§ **Work to complete**:
Rewrite each of the records below, changing "fattest" to "widest" wherever it occurs and leaving everything else as it is.

§ **Input**:
----

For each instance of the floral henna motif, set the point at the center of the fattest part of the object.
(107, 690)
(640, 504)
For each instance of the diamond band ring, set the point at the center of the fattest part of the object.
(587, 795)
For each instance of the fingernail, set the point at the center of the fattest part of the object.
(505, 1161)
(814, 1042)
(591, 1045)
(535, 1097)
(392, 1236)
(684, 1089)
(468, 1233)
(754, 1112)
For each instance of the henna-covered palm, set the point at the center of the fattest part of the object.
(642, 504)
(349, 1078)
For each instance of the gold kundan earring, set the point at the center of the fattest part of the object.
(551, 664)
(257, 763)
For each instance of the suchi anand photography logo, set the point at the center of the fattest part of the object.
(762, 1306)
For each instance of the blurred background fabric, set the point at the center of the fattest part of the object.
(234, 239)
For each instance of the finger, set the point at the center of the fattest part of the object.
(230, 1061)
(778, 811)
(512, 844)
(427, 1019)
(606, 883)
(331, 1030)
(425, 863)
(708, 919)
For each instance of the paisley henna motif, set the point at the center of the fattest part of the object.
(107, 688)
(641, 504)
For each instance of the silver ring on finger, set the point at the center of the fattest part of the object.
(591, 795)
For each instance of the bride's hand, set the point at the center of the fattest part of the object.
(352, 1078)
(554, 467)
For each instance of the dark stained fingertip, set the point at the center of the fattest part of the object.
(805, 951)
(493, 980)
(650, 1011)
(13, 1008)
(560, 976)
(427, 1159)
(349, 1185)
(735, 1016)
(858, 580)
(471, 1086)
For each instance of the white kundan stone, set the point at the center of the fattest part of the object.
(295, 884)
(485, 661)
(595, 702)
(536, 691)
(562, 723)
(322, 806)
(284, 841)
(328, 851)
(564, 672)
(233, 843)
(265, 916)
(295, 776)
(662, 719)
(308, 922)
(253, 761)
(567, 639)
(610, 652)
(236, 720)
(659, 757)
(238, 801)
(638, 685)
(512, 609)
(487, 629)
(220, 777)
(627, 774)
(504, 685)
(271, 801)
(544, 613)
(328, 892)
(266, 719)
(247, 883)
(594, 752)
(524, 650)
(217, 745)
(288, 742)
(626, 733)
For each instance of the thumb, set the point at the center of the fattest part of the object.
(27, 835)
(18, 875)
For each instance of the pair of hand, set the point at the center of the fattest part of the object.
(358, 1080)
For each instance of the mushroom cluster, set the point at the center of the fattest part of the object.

----

§ **Finished answer**:
For each instance of the floral henna motif, set the point at the center of the widest part of the object.
(107, 690)
(640, 504)
For each instance of the diamond band ring, set the point at the center of the widest part of the object.
(587, 795)
For each instance of the fingernail, set the point at the center of the widest part of the object.
(505, 1161)
(814, 1042)
(591, 1045)
(535, 1097)
(392, 1236)
(684, 1089)
(468, 1233)
(754, 1112)
For each instance of the henna-covered palm, set the point at the center of the widest part of the object.
(642, 504)
(349, 1078)
For each instance of the gold kundan earring, set the point at the center of the widest part of the object.
(551, 664)
(257, 763)
For each instance of the suchi anand photography logo, set the point at the center of the widest part of the object.
(762, 1306)
For each instance of the blurred background fabric, set the point at the center of the widest part of the object.
(234, 239)
For each instance of the finger, set the point at the center of the widest part of the object.
(230, 1061)
(778, 811)
(512, 844)
(427, 1019)
(606, 883)
(331, 1030)
(425, 863)
(708, 919)
For each instance of the paisley henna motif, set the point at the center of the widest part of the object.
(107, 688)
(641, 504)
For each instance of the silver ring on finger, set the point at the center of the widest part of the object.
(591, 795)
For each instance of the bride's hand, set the point at the center of the widest part of the object.
(352, 1078)
(554, 467)
For each instance of the dark stained fingertip, set the point at the center of the widest part of the object.
(805, 951)
(493, 980)
(650, 1011)
(13, 1008)
(560, 976)
(427, 1159)
(349, 1185)
(735, 1016)
(858, 580)
(471, 1086)
For each instance of the white kundan stone, set the point at the center of the widest part of the object.
(295, 884)
(485, 661)
(595, 702)
(536, 691)
(562, 723)
(322, 806)
(284, 841)
(328, 851)
(564, 672)
(233, 843)
(265, 916)
(295, 776)
(662, 719)
(308, 922)
(253, 761)
(567, 639)
(610, 652)
(236, 720)
(659, 757)
(238, 801)
(638, 685)
(512, 609)
(487, 629)
(220, 777)
(627, 774)
(504, 685)
(271, 801)
(544, 613)
(328, 892)
(266, 719)
(247, 883)
(594, 752)
(524, 650)
(217, 745)
(288, 742)
(626, 733)
For each instance of the thumb, set the point at the center of the widest part of the object.
(27, 835)
(18, 875)
For each instance of the pair of hand, set the point at the center of the widest part of the object.
(358, 1080)
For each instance of the mushroom cluster, set the point at the center of the widest part of the object.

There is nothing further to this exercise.